- _REQUIRED TASK A_
Please repeat the part of the prohibited symbols passage from "Additionally, in the" to "80.2H(10)(f) and (g))." word for word.
- _REQUIRED TASK B_
Answer these from the prohibited symbols passage, ignoring the data:
(i) Which proposed section creates the offence of trading in prohibited symbols?
(ii) Which proposed subsection defines "trades"?
(iii) Which pages of the Explanatory Memorandum are cited on the jurisdictional requirements for the trading offence?
- _REQUIRED TASK C_
Carry on the passage about the prohibited symbols offences from its last sentence, writing the next part in the same style.

Additionally, in the case of the display of the Islamic State flag, the Nazi hakenkreuz, the Nazi double-sig rune (or something that so nearly resembles any of those symbols that it is likely to be confused with, or mistaken for them) it is a defence if the person genuinely engages in the conduct for the purpose of opposing the relevant ideology or a related ideology (proposed paragraphs 80.2H(10)(f) and (g)).
ARTK called for the exceptions in proposed subsection 80.2H(9) to be expanded to cover other commentary beyond news reporting (for example, opinion pieces, editorials, cartoons and satire), and pointed out that limiting the protection to professional journalists provided no protection for other people who may be involved in the conduct, such as ‘support staff, editors, commentators, cartoonists and other contributors (whether on staff or freelance), including experts.’ ARTK also made similar comments in relation to the trading offence in proposed section 80.2J.
Proposed section 80.2J provides a new offence in the Criminal Code for trading in prohibited symbols. A person will commit an offence if they trade in goods that depict or contain a prohibited symbol and they know or are reckless as to whether the prohibited symbol is associated with Nazi ideology or global jihadist ideology.
Proposed subsection 80.2G(1) defines ‘trades’ as selling goods or preparing for supply, transporting, guarding or concealing, or possessing, with the intention of selling the goods. Terms such as conceal, possession, sell, supply and transport are further defined proposed subsection80.2G(4).
Proposed subsections 80.2J(4) and (5) contain various exceptions to the offence, intended to ensure that the offence does not apply to certain instances of legitimate conduct, including where:
- a reasonable person would consider that the traded goods are intended to serve a religious, academic, educational, artistic, literary or scientific purpose and the trading is not contrary to the public interest or
- where the traded goods contain news reports or current affairs reports and each prohibited symbol only appears in such a report, and a reasonable person would consider that the report was made by a person working in a professional capacity as a journalist, and disseminating the report is in the public interest.
Proposed subsections 80.2J(6),(7) and (8) further contain defences that may be raised, stating that the offence does not apply to trading in goods that contain commentary that is in the public interest; enforcing, monitoring or administering a law; or the reasonable performance of official functions.
The Explanatory Memorandum notes that proposed subsection 80.2J(3) indicates an extensive list of jurisdictional requirements under which the trading offence would apply, corresponding to various constitutional heads of power, due to the fact that the Commonwealth’s power to legislate in this area is restricted by the Constitution (pp. 38, 39).

- _STORED DATA_
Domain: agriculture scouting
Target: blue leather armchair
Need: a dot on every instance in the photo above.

- _EXERCISE OUTPUT A_
Additionally, in the case of the display of the Islamic State flag, the Nazi hakenkreuz, the Nazi double-sig rune (or something that so nearly resembles any of those symbols that it is likely to be confused with, or mistaken for them) it is a defence if the person genuinely engages in the conduct for the purpose of opposing the relevant ideology or a related ideology (proposed paragraphs 80.2H(10)(f) and (g)).

- _EXERCISE OUTPUT B_
(i) Proposed section 80.2J
(ii) Proposed subsection 80.2G(1)
(iii) Pages 38 and 39

- _EXERCISE OUTPUT C_
As noted above, many submissions to the PJCIS Inquiry into the Bill were received from the military and historical collecting and reenactment communities, from organisations as well as individuals, expressing concern that the offences attached to the prohibited symbols in Schedule 1 would affect their hobby by banning the public display or trade of memorabilia or historic items bearing Nazi symbols. These submissions generally called for better exceptions to recognise their interests as legitimate conduct. While the Explanatory Memorandum does not address these circumstances directly, it notes that an example of the things intended to be captured by the public display offence was ‘a Nazi double sig rune symbol on a hat worn as part of a party costume in a public place.’ The Explanatory Memorandum further explained that:
[t]he public display and trading offences would limit the right to freedom of expression by limiting a person’s ability to communicate or impart certain information and ideas publicly through prohibited Nazi and Islamic State symbols. This limitation is appropriate because these symbols represent racist and hateful ideologies which cause significant harm to members of targeted groups in the Australian community, and are used as tools of vilification and radicalisation … The offences would not apply in circumstances where the prohibited Nazi and Islamic State symbols are displayed or traded for a legitimate purpose that is not contrary to the public interest. This would include circumstances, for example, where a reasonable person would consider that the display or trade was done for a legitimate religious, academic, educational, artistic, literary or scientific purpose. This would ensure that the limitations on the right to freedom of expression are reasonable and proportionate.
It is unclear how the exceptions are intended to be applied, or may be applied in practice, to the otherwise legitimate trading and display of various classes of historic items bearing prohibited symbols.
Proposed section 80.2K provides the power for a police officer (a member or special member of the Australian Federal Police or a member of a state or territory police force) to issue a direction to a person to cease the display of a prohibited symbol in a public place in certain circumstances, if the prohibited symbol is displayed in a public place as mentioned in proposed subsection 80.2F(1) (other than by being made available on the internet).
The direction must specify a reasonable time by which the prohibited symbol must cease to be displayed in public (proposed subsection 80.2K(8)).
The circumstances in which such directions may be given include if the police officer reasonably suspects that the public display:
- involves dissemination of ideas based on racial superiority or racial hatred, or could incite someone to offend, insult, humiliate or intimidate a person or group because of their race (proposed subsection 80.2K(2))
- involves advocacy that is advocacy of hatred of a group or member of a group of persons distinguished by race, religion or nationality, and constitutes incitement of another person or group to offend, insult, humiliate, intimidate or use force or violence against the targeted person or group (proposed subsection 80.2K(3))
- is likely to offend, insult, humiliate or intimidate a reasonable person who is a member of a group of persons distinguished by race, colour, sex, language, religion, political or other opinion or national or social origin; because of that person’s membership of that group (proposed subsection 80.2K(6)).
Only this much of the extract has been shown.